* **Objectif 1**
D'après l'extrait fourni, qui a réalisé les plans de la Cité portugaise d'El Jadida ?
* **Objectif 2**
Recopiez le passage de l'extrait fourni qui va de « Des bateaux sardes » à « de la province. », en remplaçant « Mazagan » par « El Jadida ».

Il a également saisi cette occasion pour rappeler des moments d’histoire commune entre la Sardaigne et la région d’El Jadida : les Phéniciens auraient construit Cagliari, la capitale, comme ils auraient établi un comptoir à El Jadida, sous le nom de Rusibis.

Les plans de la Cité portugaise d’El Jadida ont été réalisés par un architecte italien, Benedetto da Ravenna, à la demande du roi du Portugal. Des Sardes ont été incorporés dans les unités militaires portugaises qui défendaient la citadelle, pendant que d’autres guerroyaient aux côtés des troupes marocaines.

Des bateaux sardes mouillaient dans le port de Mazagan pour le négoce. Le Royaume de Sardaigne avait même nommé un consul à El Jadida, dans les années 1820. On retrouve aussi des motifs sardes dans la broderie d’Azemmour, comme le paon, qui est l’emblème de la Sardaigne….jusqu’aux moutons sardes – les Sardis- racen du reste, très prisée par les marocains…

Quant à la lettre du gouverneur M. Mouâd Jamaï qui a été lue devant l’assistance, elle avait constituée un message, une feuille de route en quelque sorte, de ce qui allait être entrepris pour donner à ce type d’architecture la place qui lui revient dans le caractère identitaire de la province.

Un programme qui fait appel à la coopération internationale, mais aussi à la participation et à la sensibilisation des paysans marocains eux-mêmes vivant dans cette région.

Les congressistes ont été très sensibles à ce message et ils ont apprécié la volonté qui semblait pugnace du Gouverneur de valoriser ce patrimoine, afin de donner plus d’envergure à la province dont il a la charge, et les retombées évidentes sur tout le Royaume.

« Il nous faut, a dit notamment M. Mouâad Jamaï, procéder à l’inventaire des édifices, en assurer la préservation, la promotion, la protection, étudier la possibilité de formations de constructeurs en pierre sèche et, pour devancer le futur, mener des expériences d’architectures nouvelles à partir de pierres sèches ».

* **Données fournies**
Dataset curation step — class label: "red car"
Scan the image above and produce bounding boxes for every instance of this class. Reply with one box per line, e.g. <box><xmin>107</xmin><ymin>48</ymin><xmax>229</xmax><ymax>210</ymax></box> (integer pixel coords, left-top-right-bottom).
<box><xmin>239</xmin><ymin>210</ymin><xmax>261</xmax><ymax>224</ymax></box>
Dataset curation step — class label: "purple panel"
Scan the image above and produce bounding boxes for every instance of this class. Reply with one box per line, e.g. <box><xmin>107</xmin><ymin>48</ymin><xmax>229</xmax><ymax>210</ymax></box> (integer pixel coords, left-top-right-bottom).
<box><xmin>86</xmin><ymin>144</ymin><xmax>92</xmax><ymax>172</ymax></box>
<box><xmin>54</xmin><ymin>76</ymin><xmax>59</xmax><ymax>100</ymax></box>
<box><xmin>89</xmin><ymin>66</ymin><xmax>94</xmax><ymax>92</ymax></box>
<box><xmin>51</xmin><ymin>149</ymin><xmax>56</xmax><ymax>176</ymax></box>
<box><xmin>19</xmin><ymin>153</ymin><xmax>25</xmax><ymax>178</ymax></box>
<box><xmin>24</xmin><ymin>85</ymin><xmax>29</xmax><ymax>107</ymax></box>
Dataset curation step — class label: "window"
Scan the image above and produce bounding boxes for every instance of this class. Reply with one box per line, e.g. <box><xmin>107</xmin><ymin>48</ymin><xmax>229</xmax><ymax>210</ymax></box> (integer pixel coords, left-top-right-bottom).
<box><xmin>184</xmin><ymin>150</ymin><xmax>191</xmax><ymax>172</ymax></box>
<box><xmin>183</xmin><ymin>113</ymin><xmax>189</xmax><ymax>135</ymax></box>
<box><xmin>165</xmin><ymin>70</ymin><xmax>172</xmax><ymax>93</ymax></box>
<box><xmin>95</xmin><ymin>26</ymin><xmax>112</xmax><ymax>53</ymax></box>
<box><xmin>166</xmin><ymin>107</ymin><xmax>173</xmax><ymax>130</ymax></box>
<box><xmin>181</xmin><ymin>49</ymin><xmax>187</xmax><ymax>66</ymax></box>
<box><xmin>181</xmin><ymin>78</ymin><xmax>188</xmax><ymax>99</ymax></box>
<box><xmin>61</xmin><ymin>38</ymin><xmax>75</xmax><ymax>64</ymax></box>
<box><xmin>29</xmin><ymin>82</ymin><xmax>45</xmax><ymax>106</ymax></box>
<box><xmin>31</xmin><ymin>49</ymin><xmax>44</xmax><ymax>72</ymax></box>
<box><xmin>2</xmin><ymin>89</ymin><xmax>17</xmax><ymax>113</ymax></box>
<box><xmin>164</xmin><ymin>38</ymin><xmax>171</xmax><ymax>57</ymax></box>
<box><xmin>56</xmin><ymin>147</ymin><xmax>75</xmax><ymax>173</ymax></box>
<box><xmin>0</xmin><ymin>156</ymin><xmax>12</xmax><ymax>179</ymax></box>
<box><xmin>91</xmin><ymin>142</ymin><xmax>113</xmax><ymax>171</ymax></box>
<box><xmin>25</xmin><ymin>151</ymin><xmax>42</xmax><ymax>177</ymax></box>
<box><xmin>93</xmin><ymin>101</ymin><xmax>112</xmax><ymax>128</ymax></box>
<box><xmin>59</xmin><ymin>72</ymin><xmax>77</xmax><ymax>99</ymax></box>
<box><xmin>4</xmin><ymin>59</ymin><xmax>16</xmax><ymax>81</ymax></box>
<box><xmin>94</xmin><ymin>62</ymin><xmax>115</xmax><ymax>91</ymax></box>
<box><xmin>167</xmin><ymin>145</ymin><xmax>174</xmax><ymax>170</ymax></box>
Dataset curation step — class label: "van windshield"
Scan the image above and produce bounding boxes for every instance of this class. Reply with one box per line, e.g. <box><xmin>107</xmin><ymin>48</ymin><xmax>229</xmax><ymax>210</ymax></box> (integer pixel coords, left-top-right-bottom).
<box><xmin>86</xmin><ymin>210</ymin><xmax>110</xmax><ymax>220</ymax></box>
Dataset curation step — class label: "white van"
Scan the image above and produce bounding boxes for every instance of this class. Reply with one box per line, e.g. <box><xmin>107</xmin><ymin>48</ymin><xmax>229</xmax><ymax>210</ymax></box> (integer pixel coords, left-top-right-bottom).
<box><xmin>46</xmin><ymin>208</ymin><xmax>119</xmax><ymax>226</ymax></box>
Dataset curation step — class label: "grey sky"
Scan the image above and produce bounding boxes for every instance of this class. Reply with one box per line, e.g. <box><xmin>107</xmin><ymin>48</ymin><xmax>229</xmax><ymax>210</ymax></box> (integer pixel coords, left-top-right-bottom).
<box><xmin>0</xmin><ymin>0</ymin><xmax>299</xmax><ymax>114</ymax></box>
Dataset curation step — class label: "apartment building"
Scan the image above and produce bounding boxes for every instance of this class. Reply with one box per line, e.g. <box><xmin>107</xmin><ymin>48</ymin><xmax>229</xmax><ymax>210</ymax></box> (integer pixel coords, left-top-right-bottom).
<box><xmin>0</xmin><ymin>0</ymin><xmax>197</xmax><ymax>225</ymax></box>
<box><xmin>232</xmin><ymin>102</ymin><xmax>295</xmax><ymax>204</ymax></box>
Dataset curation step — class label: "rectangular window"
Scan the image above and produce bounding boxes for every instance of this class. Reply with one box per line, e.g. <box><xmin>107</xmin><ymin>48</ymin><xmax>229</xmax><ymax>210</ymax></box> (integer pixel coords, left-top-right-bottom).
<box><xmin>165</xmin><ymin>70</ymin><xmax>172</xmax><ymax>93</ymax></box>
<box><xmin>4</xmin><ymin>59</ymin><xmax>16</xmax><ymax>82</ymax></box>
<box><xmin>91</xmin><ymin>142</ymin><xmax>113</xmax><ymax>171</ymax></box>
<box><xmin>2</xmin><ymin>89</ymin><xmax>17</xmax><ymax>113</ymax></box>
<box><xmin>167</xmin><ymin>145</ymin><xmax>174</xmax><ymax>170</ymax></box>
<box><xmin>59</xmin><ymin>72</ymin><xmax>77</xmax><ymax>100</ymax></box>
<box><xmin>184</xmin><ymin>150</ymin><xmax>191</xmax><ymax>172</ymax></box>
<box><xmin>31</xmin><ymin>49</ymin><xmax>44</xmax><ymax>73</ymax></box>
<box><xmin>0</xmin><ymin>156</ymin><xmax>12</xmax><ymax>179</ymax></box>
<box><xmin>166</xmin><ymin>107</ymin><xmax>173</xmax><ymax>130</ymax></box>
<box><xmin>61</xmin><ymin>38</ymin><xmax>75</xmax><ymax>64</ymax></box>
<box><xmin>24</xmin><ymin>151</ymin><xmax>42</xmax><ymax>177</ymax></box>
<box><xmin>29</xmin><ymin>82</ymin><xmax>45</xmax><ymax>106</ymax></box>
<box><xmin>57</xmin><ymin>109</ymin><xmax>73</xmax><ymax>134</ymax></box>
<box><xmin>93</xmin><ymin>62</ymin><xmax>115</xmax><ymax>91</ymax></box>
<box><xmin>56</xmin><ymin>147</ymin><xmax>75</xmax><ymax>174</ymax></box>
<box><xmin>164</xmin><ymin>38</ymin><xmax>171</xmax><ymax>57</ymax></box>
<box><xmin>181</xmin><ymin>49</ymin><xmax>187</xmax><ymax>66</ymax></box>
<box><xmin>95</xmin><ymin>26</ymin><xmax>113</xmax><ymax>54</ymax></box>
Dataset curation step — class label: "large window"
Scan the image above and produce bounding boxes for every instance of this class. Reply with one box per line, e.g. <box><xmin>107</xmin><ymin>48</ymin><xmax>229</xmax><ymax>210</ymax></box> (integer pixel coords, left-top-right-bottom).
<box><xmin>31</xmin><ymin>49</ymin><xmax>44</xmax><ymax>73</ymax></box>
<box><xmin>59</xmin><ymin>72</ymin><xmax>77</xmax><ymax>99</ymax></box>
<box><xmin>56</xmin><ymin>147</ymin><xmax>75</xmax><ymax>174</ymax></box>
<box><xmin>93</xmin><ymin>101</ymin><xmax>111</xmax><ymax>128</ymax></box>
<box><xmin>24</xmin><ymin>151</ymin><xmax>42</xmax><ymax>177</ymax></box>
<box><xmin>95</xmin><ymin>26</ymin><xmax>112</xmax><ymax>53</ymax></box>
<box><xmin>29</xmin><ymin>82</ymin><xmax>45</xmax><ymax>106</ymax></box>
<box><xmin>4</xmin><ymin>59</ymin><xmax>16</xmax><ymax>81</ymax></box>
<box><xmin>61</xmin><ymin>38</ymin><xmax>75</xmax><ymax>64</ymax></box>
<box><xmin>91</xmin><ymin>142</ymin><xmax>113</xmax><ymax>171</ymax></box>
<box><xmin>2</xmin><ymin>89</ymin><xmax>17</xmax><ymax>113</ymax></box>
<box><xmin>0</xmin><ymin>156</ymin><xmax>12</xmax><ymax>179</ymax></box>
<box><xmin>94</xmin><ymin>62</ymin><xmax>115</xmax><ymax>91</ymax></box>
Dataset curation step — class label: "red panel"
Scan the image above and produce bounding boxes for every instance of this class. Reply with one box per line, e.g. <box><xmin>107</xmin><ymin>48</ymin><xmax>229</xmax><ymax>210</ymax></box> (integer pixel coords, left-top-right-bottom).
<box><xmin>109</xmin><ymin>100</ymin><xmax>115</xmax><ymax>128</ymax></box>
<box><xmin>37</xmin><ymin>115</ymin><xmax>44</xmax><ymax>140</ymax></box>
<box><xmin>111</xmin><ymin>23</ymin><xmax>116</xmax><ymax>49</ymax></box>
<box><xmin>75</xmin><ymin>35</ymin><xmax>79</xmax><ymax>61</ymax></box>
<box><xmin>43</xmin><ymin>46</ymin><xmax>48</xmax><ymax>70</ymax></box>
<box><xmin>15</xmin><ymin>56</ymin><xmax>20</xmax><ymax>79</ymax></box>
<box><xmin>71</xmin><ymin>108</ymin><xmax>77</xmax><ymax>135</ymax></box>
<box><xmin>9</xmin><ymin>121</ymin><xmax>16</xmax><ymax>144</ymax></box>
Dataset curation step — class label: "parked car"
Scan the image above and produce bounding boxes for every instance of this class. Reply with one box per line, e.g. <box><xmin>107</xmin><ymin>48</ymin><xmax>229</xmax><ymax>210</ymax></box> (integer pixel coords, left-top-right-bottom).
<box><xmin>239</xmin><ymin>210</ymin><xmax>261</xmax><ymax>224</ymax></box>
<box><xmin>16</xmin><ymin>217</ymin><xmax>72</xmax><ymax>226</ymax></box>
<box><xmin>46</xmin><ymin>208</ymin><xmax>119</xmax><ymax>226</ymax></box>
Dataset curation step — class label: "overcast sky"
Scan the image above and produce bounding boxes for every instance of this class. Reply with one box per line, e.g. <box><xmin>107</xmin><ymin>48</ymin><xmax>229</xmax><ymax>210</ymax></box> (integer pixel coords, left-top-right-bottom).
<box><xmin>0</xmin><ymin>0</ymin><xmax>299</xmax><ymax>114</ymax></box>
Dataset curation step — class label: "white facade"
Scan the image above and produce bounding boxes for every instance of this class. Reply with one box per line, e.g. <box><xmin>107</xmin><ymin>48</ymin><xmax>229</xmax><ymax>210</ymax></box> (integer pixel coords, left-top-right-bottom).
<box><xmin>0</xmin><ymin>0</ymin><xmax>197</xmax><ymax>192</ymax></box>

* **Résultat attendu 1**
Un architecte italien, Benedetto da Ravenna, à la demande du roi du Portugal.

* **Résultat attendu 2**
Des bateaux sardes mouillaient dans le port de El Jadida pour le négoce. Le Royaume de Sardaigne avait même nommé un consul à El Jadida, dans les années 1820. On retrouve aussi des motifs sardes dans la broderie d’Azemmour, comme le paon, qui est l’emblème de la Sardaigne….jusqu’aux moutons sardes – les Sardis- racen du reste, très prisée par les marocains…

Quant à la lettre du gouverneur M. Mouâd Jamaï qui a été lue devant l’assistance, elle avait constituée un message, une feuille de route en quelque sorte, de ce qui allait être entrepris pour donner à ce type d’architecture la place qui lui revient dans le caractère identitaire de la province.